>> Start Selected extract

When someone takes the time to create a Will or Trust that sets out their wishes for the distribution of their estate at death, they often experience a feeling of relief knowing that their assets will be distributed in accordance with their wishes. However, if the estate plan is not carefully crafted and then reviewed and adjusted from time to time, the intended results may not be achieved.
Read on for 5 ways in which the best laid estate plans can be derailed.
- Assets are distributed other than by way of the Will or Trust. In some ways a Will is the “distributor of last resort.” For example, if you own assets jointly with another person, or if you designate a beneficiary to receive an account (‘pay-on-death’ or ‘transfer-on-death’), then those assets are not going to pass under your Will or Trust. If someone provides for specific bequests in her Will, such as $5,000 to my sister Jane or $1,000 to the Animal Rescue League, but has her children as joint owners or pay-on-death beneficiaries on all of her accounts, then those specific bequests will not be paid. Make sure you understand how your assets will be distributed and that you own your assets in a way that will achieve your distribution goals.
- Taxes are not factored in – part 1. There are two types of taxes to be concerned about when planning your estate: income tax and estate tax. For the most part, inherited assets are not income taxable to the recipient. For example, if my aunty leaves me $50,000 in her Will, that is not taxable income to me. However, qualified retirement accounts such as IRAs and 401ks are an exception to this rule. If my aunty names me as the beneficiary of her $50,000 IRA, that will be taxable income to me. Consequently, I will not actually receive a $50,000 bequest; it will be diminished by the state and federal income taxes I must pay.

>> End Selected extract
>> Start Data segment

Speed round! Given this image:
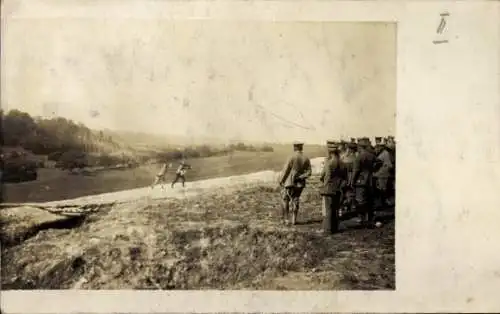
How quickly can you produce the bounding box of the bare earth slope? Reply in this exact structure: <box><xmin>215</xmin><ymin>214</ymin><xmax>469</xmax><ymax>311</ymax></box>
<box><xmin>1</xmin><ymin>160</ymin><xmax>395</xmax><ymax>290</ymax></box>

>> End Data segment

* **What is being asked**: Quote the estate planning text word for word from "- Taxes are" up to and including "I must pay.". Rely only on the estate planning text for what follows.

* **Output for this exercise**:
- Taxes are not factored in – part 1. There are two types of taxes to be concerned about when planning your estate: income tax and estate tax. For the most part, inherited assets are not income taxable to the recipient. For example, if my aunty leaves me $50,000 in her Will, that is not taxable income to me. However, qualified retirement accounts such as IRAs and 401ks are an exception to this rule. If my aunty names me as the beneficiary of her $50,000 IRA, that will be taxable income to me. Consequently, I will not actually receive a $50,000 bequest; it will be diminished by the state and federal income taxes I must pay.